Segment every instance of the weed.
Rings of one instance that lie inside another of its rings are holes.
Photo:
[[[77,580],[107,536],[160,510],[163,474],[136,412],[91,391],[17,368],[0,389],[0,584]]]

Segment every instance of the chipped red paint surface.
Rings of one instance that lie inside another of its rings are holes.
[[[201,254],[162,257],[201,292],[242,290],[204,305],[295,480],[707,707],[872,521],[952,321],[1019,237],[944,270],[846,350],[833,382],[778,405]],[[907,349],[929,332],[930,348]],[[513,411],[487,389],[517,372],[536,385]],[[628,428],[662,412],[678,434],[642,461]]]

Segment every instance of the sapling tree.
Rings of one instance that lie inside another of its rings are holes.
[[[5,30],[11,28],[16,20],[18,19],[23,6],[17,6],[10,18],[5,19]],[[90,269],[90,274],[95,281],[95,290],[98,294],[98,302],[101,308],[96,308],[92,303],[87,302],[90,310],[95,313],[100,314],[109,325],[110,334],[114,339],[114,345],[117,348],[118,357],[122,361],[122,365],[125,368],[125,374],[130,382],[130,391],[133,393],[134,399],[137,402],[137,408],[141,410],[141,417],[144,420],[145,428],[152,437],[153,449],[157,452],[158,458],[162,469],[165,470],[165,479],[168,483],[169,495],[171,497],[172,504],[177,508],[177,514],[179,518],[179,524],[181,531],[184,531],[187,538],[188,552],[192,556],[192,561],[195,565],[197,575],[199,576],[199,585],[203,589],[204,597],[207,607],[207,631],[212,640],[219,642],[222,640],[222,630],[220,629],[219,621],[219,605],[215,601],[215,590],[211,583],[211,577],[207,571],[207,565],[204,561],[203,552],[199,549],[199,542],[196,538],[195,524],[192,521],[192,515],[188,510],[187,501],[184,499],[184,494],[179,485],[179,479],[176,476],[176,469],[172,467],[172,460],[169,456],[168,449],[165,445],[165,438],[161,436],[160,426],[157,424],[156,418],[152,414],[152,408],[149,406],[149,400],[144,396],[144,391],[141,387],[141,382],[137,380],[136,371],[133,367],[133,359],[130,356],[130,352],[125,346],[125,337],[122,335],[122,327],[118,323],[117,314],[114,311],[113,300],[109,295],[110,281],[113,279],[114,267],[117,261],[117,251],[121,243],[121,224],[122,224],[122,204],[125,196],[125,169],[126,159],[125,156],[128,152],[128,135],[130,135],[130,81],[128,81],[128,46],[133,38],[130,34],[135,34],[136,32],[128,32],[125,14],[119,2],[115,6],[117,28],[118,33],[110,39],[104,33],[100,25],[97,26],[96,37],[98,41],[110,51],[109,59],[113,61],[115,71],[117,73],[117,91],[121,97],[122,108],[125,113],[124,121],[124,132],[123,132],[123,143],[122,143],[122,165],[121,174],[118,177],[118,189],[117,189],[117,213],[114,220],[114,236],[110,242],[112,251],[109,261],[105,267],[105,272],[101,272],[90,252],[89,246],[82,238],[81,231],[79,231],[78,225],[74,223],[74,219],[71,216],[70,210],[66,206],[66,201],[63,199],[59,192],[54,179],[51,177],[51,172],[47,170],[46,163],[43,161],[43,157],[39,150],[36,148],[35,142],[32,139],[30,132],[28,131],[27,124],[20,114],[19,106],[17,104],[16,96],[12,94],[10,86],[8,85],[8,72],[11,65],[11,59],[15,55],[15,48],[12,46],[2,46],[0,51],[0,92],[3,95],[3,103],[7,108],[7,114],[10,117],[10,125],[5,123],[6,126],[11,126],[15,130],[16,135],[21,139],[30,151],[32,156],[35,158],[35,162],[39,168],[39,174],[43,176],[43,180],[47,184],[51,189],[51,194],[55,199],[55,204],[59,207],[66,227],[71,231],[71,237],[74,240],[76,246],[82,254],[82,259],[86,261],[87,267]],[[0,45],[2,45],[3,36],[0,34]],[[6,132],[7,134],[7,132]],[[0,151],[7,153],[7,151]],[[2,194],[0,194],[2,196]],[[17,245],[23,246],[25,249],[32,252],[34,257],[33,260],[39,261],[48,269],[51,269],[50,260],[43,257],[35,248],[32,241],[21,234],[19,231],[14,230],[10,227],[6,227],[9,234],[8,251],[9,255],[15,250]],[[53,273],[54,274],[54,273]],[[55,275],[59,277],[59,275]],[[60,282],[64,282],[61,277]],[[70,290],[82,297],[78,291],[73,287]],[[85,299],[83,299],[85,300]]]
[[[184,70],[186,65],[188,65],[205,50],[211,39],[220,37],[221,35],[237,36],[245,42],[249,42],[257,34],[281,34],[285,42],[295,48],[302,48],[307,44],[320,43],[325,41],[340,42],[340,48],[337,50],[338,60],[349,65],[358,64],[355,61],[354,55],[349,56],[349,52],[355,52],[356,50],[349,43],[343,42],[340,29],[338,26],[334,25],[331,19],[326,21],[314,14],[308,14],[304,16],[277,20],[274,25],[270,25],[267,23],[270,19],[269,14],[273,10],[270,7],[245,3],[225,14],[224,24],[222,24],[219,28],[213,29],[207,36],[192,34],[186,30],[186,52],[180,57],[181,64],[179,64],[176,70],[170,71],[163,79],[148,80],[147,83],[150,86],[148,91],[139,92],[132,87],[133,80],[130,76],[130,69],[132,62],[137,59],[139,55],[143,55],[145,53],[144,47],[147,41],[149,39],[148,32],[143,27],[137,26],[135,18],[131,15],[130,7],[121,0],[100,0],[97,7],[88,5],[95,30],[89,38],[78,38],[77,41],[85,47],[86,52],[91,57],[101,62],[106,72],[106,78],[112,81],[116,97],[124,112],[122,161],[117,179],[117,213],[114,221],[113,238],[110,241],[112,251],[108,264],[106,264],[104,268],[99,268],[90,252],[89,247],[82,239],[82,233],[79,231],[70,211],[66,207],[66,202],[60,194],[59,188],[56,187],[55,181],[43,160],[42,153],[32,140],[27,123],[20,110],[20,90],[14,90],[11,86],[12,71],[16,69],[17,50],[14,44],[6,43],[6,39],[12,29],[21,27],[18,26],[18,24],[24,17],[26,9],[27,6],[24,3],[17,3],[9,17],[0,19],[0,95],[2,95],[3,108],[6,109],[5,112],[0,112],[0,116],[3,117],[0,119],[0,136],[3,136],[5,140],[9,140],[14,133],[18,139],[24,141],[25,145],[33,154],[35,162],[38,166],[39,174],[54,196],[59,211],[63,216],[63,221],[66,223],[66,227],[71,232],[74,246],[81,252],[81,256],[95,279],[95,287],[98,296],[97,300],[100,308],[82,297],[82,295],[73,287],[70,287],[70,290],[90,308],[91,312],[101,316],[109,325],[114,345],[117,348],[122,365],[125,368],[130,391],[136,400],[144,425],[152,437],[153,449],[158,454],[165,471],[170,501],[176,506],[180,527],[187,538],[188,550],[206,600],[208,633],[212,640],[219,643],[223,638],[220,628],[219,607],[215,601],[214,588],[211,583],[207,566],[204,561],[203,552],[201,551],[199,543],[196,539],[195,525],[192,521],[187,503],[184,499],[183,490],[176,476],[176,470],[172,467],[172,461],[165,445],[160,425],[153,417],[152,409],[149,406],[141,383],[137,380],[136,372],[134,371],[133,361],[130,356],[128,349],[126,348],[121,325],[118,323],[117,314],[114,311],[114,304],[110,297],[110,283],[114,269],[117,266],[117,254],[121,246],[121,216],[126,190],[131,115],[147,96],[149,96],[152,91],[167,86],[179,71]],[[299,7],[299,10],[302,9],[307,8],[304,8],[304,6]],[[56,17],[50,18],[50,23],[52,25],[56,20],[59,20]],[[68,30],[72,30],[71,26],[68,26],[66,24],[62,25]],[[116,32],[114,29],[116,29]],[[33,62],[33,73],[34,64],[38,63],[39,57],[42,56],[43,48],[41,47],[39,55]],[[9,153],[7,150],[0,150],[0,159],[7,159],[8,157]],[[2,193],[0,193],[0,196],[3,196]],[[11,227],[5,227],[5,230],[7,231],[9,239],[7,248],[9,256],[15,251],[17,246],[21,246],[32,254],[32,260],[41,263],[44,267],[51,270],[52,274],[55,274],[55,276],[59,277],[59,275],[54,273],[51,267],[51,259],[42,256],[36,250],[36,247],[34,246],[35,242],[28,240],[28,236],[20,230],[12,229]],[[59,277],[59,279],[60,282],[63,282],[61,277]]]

## [What to work on]
Collect every line above that contains the word "Segment", and copy each one in full.

## [Result below]
Segment every instance of the weed.
Segment every instance of the chipped red paint surface.
Segment every instance of the sapling tree.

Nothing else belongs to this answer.